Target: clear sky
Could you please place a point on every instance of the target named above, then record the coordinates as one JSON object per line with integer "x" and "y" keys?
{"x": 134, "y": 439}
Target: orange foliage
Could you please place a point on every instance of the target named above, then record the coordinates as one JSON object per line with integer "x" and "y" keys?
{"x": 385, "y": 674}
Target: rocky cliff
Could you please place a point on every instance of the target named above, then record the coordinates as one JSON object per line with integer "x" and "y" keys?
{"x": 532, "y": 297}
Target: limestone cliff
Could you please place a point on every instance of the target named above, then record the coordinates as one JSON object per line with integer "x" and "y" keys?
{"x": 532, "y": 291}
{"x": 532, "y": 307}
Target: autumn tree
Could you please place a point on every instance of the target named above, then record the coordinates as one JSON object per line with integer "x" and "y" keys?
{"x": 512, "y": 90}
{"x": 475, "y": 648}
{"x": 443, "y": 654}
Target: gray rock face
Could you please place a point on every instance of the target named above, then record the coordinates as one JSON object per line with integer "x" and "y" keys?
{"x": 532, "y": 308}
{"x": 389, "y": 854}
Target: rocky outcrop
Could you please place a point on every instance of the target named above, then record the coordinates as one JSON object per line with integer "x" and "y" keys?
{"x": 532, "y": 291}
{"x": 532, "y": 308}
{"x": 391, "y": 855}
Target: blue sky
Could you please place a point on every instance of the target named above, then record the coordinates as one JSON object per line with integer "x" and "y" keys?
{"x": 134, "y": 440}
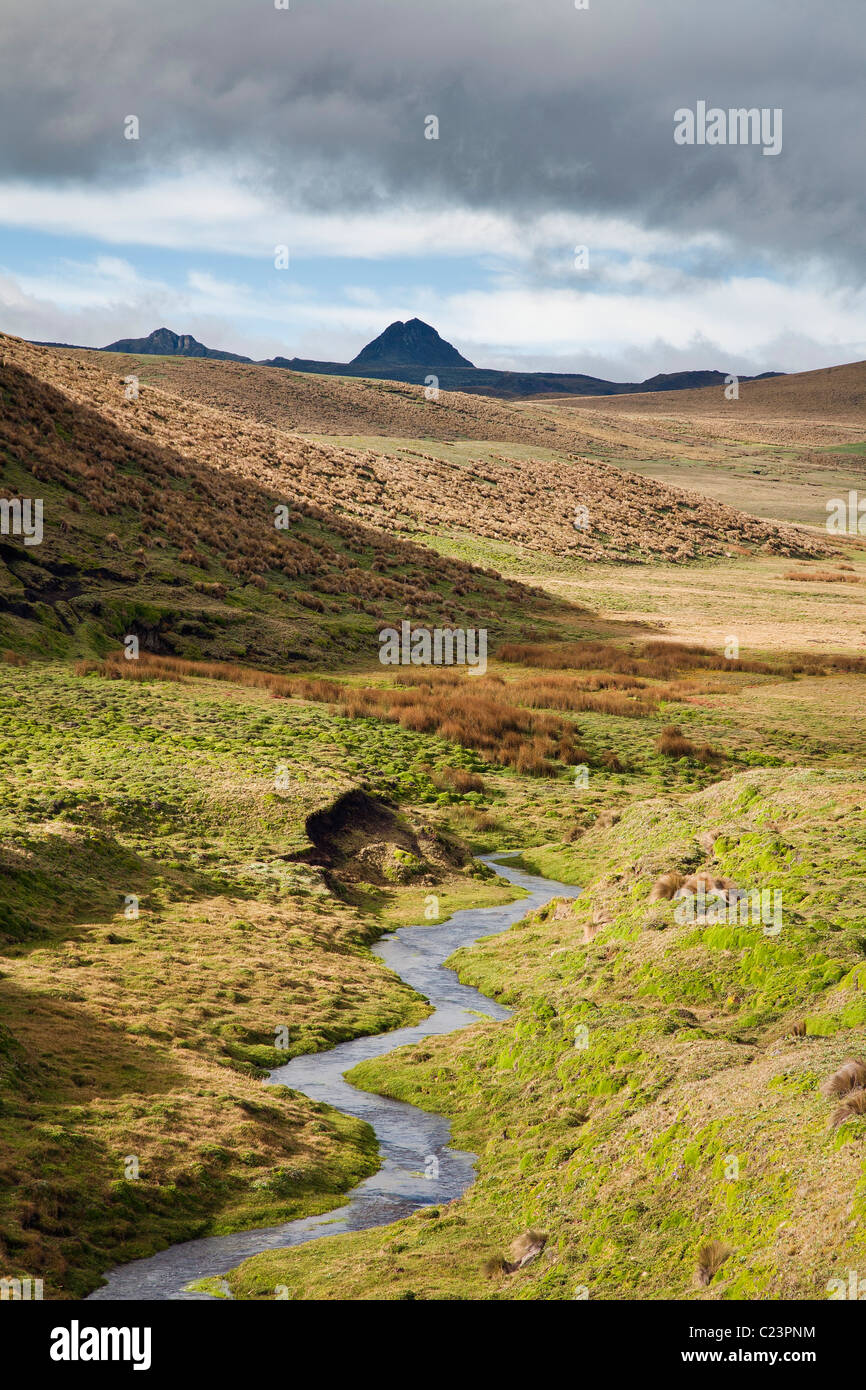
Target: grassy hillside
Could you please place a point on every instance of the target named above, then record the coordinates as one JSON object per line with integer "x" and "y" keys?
{"x": 494, "y": 496}
{"x": 267, "y": 797}
{"x": 153, "y": 538}
{"x": 690, "y": 1108}
{"x": 833, "y": 394}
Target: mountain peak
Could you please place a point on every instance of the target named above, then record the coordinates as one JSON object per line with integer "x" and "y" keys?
{"x": 163, "y": 342}
{"x": 412, "y": 344}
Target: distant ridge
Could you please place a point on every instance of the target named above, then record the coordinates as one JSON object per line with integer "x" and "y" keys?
{"x": 164, "y": 344}
{"x": 413, "y": 350}
{"x": 413, "y": 344}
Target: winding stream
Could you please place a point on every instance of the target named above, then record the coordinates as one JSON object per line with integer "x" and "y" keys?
{"x": 409, "y": 1139}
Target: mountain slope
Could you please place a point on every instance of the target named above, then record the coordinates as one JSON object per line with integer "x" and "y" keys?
{"x": 153, "y": 537}
{"x": 830, "y": 392}
{"x": 164, "y": 342}
{"x": 413, "y": 344}
{"x": 526, "y": 502}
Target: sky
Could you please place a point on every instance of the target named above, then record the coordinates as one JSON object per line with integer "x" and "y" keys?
{"x": 307, "y": 127}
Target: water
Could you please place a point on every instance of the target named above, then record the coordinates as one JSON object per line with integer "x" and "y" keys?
{"x": 419, "y": 1168}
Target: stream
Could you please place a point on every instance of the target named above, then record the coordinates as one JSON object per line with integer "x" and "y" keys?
{"x": 419, "y": 1168}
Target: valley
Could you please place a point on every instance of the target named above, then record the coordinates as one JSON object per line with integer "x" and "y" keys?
{"x": 203, "y": 847}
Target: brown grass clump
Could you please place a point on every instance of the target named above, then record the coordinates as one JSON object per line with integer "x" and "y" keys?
{"x": 521, "y": 1251}
{"x": 458, "y": 779}
{"x": 666, "y": 662}
{"x": 850, "y": 1076}
{"x": 822, "y": 576}
{"x": 673, "y": 742}
{"x": 666, "y": 886}
{"x": 851, "y": 1108}
{"x": 711, "y": 1258}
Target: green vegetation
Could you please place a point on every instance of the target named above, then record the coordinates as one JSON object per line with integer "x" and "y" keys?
{"x": 691, "y": 1114}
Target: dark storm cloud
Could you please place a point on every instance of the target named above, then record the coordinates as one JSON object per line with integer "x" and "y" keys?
{"x": 541, "y": 106}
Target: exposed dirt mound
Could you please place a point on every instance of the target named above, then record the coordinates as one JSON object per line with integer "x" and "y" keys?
{"x": 366, "y": 838}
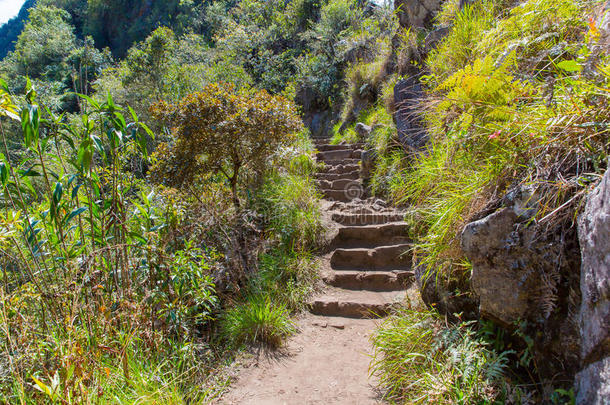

Given exercise:
Can you update all of the data above by replacing every "place a point" with "put a marker" and keeping everything else unchanged? Leave the pictures out of your answer.

Solution for this exercise:
Target: clear sky
Could you please put a marker on every instance of the target named above, then record the coordinates as one JSON object per line with integer "x" and "y" keys?
{"x": 134, "y": 439}
Target: orange foliage
Could you please put a marker on every instance of the target named above, then record the coordinates as one JSON object per line with integer "x" and "y" keys?
{"x": 385, "y": 674}
Target: rocky cliff
Could you please put a marker on every instance of the target named above, then record the coordinates as one JSON object per line with integer "x" and "y" keys?
{"x": 532, "y": 297}
Target: limestone cliff
Could you please put a marker on every instance of the target named above, then record the coordinates as one JSON object per line with integer "x" and "y" keys?
{"x": 532, "y": 291}
{"x": 532, "y": 307}
Target: autumn tree
Could you please put a marker on every instance of the target named above, then record the coordinates as one JSON object per line with integer "x" and "y" keys?
{"x": 512, "y": 90}
{"x": 475, "y": 648}
{"x": 443, "y": 654}
Target: gray rock face
Could you please put a marker on every instance of the target named above, then record the coordinates as one JSON object per line with integer "x" and "y" keys?
{"x": 532, "y": 308}
{"x": 389, "y": 854}
Target: rocky outcrop
Could you please put a marker on every instance of the target named above, then record the coordinates as one JSON object per line with integer "x" and "y" keys?
{"x": 532, "y": 291}
{"x": 532, "y": 308}
{"x": 391, "y": 855}
Target: blue sky
Could you please put a marker on every instance of the target named above, then record the coordinates as one JSON object per line with integer "x" and "y" keys?
{"x": 134, "y": 440}
Target: grassy hillside
Could you please put a marker on every instance of the target named above, then record the coordinates as one JSON object per line with integer "x" and "y" keys?
{"x": 494, "y": 496}
{"x": 267, "y": 797}
{"x": 153, "y": 538}
{"x": 690, "y": 1108}
{"x": 833, "y": 394}
Target: mountain peak
Could you please put a marker on every instance of the target named above, then record the coordinates as one JSON object per line with integer "x" and "y" keys?
{"x": 163, "y": 342}
{"x": 412, "y": 344}
Target: distant ridge
Could you please put a marker on every instance of the target named above, then record the coordinates as one JSON object per line with integer "x" and "y" keys?
{"x": 164, "y": 344}
{"x": 413, "y": 350}
{"x": 413, "y": 344}
Target: winding stream
Could you please put a marker on every instance of the target named above, then record the coordinates as one JSON object per line with integer "x" and "y" keys?
{"x": 409, "y": 1139}
Target: mountain slope
Could you please put a marker on every instance of the target named above, then record the coordinates as one JSON object per line with integer "x" and "y" keys?
{"x": 153, "y": 537}
{"x": 830, "y": 392}
{"x": 164, "y": 342}
{"x": 413, "y": 344}
{"x": 526, "y": 502}
Target: sky
Could you please put a marker on every instance of the target named above, then record the coordinates as one JSON object per line with integer "x" and "y" keys?
{"x": 307, "y": 127}
Target: water
Could you please put a marker on every instance of the target named above, then record the coordinates as one JSON object per line with integer "x" and "y" keys?
{"x": 419, "y": 1168}
Target: stream
Could you please put a marker on every instance of the target named above, then record the coordinates as one JSON object per line with integer "x" and "y" keys?
{"x": 419, "y": 1168}
Target: valley
Could you please put a marker on every instance of the target named above, then record the coordinates as one JSON object per line with integer "x" and "y" keys?
{"x": 203, "y": 847}
Target: brown grass clump
Could you please put a marker on every instance of the target named above, then record the coordinates as one JSON object per line with integer "x" and "y" keys?
{"x": 521, "y": 1251}
{"x": 458, "y": 779}
{"x": 666, "y": 662}
{"x": 850, "y": 1076}
{"x": 822, "y": 576}
{"x": 673, "y": 742}
{"x": 666, "y": 886}
{"x": 851, "y": 1108}
{"x": 711, "y": 1258}
Target: green vegetation
Could you please put a marker on every instance of the target named above, then record the coordinates as one JSON object per line with integer "x" and "y" keys?
{"x": 691, "y": 1114}
Target: dark storm cloud
Could you please put a marker on every instance of the target named above, then record the coordinates as one JSON object per line with integer "x" and "y" keys?
{"x": 541, "y": 106}
Target: exposed dirt mound
Could you please put a marker on every instance of the target named above, then record the coordinates as one JSON object per line with integer "x" and "y" keys?
{"x": 366, "y": 838}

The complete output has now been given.